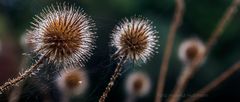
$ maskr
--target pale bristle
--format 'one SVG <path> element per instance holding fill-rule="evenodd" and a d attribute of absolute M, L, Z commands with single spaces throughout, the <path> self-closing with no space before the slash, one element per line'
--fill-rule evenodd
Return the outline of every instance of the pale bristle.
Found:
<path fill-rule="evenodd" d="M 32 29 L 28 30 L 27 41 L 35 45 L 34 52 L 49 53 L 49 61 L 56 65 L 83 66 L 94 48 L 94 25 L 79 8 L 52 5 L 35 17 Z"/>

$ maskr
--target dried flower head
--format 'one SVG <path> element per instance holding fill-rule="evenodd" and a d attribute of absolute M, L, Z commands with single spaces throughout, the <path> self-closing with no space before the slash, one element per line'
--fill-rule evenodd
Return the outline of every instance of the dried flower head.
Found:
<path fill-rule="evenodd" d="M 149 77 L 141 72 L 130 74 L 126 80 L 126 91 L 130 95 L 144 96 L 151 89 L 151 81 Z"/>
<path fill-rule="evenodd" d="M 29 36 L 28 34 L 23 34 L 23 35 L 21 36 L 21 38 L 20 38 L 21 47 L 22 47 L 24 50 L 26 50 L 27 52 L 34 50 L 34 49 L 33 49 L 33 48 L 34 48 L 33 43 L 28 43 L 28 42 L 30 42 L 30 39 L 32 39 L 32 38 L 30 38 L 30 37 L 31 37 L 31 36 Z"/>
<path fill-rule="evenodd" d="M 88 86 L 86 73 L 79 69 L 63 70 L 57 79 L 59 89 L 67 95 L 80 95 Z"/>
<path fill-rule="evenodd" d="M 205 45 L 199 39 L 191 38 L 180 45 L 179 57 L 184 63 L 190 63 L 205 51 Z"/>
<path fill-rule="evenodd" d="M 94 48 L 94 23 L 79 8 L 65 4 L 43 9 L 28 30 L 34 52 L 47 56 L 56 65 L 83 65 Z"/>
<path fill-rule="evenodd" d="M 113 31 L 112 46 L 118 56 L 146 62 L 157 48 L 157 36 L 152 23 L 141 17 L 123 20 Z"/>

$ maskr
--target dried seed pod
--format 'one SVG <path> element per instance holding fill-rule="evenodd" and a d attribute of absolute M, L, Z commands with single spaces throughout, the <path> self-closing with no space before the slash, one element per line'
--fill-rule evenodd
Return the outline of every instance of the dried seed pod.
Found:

-=-=-

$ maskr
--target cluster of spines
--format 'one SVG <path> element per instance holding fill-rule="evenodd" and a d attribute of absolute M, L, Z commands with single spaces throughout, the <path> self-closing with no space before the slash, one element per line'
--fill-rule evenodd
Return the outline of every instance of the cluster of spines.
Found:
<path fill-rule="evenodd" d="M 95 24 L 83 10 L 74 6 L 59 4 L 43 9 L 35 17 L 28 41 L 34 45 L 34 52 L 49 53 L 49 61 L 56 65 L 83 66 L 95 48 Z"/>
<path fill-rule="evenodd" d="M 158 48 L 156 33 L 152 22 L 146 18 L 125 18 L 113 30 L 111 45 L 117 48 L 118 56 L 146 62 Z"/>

-=-=-

**Required action**
Using the entries above, find all lines with "target". Copy them.

**The answer**
--target pale bristle
--target dried flower head
--target dried seed pod
--target cluster of spines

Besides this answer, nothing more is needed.